Exercise:
Working from the top of the records below, reproduce each line exactly, ending once you have written the line containing "like [(676, 101)]".

—————

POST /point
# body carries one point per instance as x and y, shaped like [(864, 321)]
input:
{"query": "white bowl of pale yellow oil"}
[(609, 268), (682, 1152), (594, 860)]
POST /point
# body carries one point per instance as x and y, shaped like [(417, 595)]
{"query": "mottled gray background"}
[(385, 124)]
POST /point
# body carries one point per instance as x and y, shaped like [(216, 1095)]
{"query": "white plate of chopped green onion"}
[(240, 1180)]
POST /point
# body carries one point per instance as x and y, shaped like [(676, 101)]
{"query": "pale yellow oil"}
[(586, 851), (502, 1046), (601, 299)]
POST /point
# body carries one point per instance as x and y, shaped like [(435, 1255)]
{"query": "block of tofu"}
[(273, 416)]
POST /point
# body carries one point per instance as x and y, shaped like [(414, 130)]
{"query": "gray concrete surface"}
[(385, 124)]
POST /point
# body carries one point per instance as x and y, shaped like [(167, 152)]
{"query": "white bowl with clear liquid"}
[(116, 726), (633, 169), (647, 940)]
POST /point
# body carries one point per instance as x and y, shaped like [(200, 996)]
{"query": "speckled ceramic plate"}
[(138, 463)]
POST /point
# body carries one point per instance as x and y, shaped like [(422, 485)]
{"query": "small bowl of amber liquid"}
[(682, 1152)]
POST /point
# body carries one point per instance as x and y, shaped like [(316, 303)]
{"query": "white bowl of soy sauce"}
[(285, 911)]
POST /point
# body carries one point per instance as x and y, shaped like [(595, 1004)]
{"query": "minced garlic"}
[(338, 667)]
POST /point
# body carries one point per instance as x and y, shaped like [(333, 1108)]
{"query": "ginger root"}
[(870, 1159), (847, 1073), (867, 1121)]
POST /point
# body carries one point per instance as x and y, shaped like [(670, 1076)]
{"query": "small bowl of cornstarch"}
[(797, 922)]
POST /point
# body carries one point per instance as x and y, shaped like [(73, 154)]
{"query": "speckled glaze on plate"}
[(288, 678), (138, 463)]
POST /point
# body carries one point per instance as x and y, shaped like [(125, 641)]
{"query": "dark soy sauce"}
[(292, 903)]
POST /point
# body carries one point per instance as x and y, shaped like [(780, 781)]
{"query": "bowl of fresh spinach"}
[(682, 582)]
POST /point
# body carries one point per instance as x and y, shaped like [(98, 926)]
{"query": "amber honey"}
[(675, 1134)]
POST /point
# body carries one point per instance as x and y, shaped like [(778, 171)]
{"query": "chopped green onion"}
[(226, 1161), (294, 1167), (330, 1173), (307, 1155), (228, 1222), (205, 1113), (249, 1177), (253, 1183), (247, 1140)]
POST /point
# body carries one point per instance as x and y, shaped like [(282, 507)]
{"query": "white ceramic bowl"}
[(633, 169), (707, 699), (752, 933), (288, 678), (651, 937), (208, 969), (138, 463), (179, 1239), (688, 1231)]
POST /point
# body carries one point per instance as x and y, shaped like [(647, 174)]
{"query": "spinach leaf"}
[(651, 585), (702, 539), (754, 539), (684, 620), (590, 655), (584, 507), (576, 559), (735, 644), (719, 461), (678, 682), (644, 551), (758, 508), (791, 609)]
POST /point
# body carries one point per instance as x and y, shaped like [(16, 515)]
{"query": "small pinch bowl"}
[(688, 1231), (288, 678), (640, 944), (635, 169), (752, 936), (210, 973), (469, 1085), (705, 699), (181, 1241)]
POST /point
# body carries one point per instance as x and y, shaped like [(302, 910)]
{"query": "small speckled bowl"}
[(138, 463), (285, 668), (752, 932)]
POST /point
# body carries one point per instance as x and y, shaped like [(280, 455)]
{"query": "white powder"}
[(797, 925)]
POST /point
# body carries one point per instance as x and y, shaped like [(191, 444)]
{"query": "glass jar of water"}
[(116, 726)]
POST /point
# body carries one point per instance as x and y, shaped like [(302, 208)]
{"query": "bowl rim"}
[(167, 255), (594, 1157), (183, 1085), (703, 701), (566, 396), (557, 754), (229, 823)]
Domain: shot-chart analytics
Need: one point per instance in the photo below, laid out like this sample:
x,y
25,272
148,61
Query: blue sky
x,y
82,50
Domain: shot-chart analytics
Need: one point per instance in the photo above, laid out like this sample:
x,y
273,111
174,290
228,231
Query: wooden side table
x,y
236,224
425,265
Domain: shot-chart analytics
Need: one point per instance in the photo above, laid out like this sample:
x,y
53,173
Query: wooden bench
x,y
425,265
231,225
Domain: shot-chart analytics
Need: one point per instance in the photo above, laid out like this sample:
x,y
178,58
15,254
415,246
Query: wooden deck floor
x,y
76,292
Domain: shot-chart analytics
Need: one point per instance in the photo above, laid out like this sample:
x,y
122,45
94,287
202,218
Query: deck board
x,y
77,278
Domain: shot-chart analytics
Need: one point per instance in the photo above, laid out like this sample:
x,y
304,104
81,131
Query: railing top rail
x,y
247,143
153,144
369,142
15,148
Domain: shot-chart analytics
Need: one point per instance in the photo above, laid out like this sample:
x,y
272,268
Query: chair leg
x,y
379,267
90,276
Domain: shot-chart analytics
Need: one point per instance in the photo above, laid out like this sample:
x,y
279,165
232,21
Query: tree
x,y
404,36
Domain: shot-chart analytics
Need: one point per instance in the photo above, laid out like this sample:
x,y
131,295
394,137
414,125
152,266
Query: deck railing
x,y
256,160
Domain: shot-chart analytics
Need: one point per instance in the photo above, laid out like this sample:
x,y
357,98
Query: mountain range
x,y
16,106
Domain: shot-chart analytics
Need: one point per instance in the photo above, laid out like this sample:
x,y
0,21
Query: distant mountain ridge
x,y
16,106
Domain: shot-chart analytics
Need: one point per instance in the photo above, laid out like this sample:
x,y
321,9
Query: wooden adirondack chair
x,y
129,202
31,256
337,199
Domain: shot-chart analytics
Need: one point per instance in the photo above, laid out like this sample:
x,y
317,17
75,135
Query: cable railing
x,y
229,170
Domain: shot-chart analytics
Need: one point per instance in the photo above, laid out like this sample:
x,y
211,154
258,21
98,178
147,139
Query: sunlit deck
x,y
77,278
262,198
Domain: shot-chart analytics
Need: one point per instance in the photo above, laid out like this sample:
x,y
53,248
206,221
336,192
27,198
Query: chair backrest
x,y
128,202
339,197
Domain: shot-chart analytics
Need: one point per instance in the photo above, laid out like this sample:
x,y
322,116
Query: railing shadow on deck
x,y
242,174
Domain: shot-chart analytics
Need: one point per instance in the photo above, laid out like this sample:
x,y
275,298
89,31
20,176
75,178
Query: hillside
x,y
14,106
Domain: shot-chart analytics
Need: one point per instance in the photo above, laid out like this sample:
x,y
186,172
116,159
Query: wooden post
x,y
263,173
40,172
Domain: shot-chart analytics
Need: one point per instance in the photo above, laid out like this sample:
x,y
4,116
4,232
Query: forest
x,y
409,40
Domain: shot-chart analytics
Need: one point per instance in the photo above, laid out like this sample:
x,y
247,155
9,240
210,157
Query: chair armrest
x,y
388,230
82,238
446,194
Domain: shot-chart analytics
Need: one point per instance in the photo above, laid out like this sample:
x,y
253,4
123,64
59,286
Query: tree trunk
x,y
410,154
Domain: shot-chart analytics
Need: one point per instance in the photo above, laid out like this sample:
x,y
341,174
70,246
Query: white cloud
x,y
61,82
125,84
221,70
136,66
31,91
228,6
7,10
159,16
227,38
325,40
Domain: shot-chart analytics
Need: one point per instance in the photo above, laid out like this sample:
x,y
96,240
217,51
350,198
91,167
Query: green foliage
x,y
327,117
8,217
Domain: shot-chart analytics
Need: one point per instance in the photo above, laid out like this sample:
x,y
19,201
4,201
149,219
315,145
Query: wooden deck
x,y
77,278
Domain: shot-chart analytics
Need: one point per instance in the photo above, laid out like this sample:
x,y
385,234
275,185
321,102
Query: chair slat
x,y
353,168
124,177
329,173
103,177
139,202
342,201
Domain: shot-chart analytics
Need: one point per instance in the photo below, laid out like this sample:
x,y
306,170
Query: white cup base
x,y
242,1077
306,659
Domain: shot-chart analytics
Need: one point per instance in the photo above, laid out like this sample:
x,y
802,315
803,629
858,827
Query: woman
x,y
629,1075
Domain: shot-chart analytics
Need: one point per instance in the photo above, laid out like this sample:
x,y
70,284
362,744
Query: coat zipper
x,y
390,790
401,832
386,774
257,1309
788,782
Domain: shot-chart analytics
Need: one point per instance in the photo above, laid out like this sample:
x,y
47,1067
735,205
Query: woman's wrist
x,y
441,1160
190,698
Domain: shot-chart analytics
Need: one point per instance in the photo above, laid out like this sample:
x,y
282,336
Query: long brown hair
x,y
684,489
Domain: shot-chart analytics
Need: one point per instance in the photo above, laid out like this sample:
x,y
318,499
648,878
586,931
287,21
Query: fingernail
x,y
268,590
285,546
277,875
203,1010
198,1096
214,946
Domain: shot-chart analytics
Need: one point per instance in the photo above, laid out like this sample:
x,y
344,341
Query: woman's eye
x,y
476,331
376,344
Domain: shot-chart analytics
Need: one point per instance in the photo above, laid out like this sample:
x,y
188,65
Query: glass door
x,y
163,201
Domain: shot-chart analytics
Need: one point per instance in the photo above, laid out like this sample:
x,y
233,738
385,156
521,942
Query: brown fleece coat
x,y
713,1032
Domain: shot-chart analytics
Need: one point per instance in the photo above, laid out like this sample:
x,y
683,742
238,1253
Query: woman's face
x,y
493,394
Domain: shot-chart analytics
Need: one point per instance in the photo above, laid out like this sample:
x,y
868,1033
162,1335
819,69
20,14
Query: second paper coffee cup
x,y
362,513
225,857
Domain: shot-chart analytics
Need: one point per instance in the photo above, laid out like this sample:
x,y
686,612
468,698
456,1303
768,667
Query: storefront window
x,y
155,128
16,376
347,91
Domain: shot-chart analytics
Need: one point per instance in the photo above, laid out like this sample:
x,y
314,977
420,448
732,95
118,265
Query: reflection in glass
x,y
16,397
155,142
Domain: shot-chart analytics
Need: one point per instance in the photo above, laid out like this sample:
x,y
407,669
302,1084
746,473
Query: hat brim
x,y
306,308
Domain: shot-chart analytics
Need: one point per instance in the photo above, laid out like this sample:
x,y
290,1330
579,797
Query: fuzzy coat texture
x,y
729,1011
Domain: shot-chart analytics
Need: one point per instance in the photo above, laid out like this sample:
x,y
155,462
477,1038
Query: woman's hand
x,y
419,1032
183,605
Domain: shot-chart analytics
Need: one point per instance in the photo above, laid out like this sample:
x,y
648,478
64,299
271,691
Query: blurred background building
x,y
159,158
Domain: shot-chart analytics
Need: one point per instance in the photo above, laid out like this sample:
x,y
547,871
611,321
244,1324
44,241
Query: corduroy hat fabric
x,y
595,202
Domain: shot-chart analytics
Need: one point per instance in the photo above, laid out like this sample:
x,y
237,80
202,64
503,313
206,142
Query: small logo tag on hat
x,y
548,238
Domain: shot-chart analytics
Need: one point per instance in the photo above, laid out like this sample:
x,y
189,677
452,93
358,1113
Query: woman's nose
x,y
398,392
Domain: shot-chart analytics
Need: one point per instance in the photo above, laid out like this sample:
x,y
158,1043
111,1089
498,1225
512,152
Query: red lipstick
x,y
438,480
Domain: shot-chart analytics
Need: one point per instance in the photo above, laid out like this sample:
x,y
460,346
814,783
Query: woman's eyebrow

—————

Solution for this task:
POST /point
# body carries one point per instance as x and y, shaped like [(864, 321)]
input:
{"query": "white bowl of pale yellow oil"}
[(609, 268), (682, 1152), (594, 860)]
POST /point
# body carries one point per instance as x and y, shaped like [(417, 595)]
{"query": "mottled gray background"}
[(385, 124)]
POST /point
# body carries one point per instance as x and y, shaped like [(216, 1095)]
{"query": "white plate of chopped green onion"}
[(240, 1180)]
POST /point
# body carries one point per instance as x and y, shaped like [(676, 101)]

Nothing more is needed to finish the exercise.